--- START OF SUPPLIED RECORDS ---

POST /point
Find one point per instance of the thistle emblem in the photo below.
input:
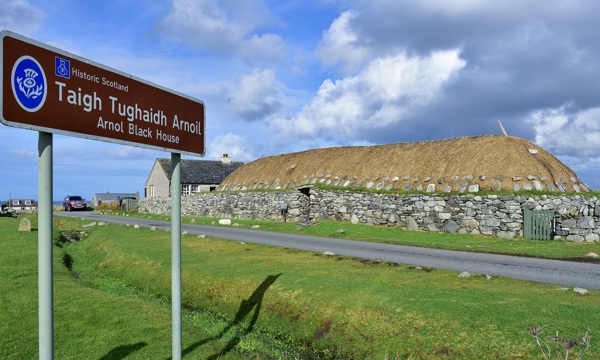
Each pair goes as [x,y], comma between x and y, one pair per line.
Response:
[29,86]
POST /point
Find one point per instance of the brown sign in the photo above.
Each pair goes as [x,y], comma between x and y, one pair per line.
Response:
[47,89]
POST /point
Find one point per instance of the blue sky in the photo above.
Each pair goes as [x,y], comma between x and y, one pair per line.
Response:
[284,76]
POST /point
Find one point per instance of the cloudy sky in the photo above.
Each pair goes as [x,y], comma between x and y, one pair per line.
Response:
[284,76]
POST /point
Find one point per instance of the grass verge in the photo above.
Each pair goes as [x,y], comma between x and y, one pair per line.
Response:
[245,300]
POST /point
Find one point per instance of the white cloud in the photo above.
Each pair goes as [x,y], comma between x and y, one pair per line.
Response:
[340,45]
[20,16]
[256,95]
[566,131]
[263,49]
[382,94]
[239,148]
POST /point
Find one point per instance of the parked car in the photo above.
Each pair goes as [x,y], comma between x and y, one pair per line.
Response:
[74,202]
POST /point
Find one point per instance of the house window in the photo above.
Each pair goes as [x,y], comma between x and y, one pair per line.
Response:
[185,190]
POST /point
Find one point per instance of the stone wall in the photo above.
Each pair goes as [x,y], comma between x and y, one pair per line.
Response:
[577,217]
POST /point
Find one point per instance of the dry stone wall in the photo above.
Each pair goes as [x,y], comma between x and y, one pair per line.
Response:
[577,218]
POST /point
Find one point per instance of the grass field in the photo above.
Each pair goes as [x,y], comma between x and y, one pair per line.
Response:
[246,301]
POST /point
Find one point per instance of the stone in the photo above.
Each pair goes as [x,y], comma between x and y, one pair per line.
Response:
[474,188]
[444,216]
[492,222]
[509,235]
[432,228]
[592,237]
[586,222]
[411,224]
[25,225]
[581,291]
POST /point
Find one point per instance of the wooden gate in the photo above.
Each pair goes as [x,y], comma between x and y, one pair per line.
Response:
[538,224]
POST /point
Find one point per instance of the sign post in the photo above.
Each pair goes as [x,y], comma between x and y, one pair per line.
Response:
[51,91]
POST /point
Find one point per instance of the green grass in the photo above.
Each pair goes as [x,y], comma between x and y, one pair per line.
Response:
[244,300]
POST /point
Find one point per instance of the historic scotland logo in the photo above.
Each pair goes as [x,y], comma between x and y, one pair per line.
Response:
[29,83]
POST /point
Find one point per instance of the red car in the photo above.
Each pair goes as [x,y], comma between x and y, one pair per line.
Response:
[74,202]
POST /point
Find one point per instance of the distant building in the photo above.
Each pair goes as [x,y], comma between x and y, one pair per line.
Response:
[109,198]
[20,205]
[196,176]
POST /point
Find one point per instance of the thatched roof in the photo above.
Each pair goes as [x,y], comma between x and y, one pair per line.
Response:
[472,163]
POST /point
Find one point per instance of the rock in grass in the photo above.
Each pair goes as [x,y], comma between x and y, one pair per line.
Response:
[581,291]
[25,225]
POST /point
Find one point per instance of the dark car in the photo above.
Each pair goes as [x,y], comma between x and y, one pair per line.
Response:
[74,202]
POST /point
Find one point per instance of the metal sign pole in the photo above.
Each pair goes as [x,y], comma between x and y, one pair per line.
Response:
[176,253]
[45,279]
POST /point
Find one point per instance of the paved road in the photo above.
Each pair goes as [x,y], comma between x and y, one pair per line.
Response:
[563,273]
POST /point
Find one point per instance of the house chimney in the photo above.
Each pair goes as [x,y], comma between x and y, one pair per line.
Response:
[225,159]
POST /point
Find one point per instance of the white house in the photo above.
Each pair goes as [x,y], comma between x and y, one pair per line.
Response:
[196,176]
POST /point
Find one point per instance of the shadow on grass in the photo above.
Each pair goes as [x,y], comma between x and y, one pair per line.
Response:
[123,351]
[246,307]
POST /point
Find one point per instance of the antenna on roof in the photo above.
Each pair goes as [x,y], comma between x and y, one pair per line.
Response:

--- END OF SUPPLIED RECORDS ---
--- START OF SUPPLIED RECORDS ---

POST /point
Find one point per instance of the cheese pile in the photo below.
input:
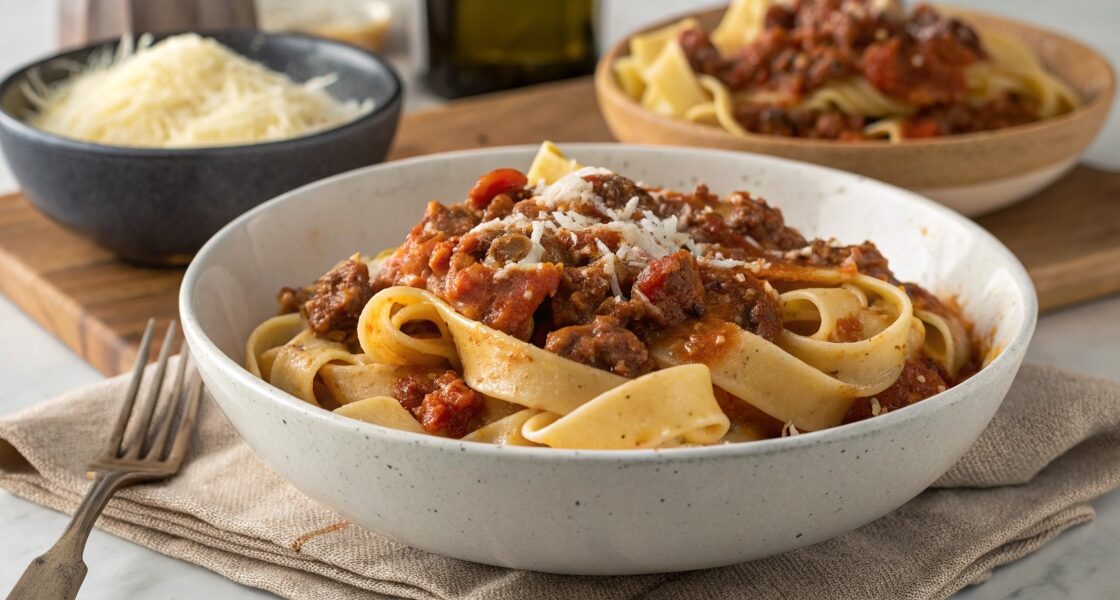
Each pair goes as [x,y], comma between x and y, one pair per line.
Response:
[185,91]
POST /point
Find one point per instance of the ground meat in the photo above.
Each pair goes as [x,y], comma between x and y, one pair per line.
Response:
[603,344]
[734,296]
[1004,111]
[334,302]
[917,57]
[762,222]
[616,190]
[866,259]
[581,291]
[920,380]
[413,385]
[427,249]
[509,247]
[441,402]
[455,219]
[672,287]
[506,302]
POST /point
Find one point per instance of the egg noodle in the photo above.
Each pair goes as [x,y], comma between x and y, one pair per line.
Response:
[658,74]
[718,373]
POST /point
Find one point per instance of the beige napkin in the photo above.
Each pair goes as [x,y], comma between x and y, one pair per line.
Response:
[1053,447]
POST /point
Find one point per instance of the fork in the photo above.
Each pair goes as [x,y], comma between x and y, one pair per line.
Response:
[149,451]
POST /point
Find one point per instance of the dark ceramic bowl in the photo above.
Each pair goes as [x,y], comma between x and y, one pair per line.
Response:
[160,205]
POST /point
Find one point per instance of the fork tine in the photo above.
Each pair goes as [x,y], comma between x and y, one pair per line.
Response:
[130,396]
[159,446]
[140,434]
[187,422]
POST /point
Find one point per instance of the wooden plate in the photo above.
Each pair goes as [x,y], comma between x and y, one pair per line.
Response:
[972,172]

--- END OF SUPPLIED RECORDS ---

STATED EXERCISE: Count the lines in the entries above that contain the string "below", with case taken into account. Reply with the number alone.

REPLY TO THE TASK: 2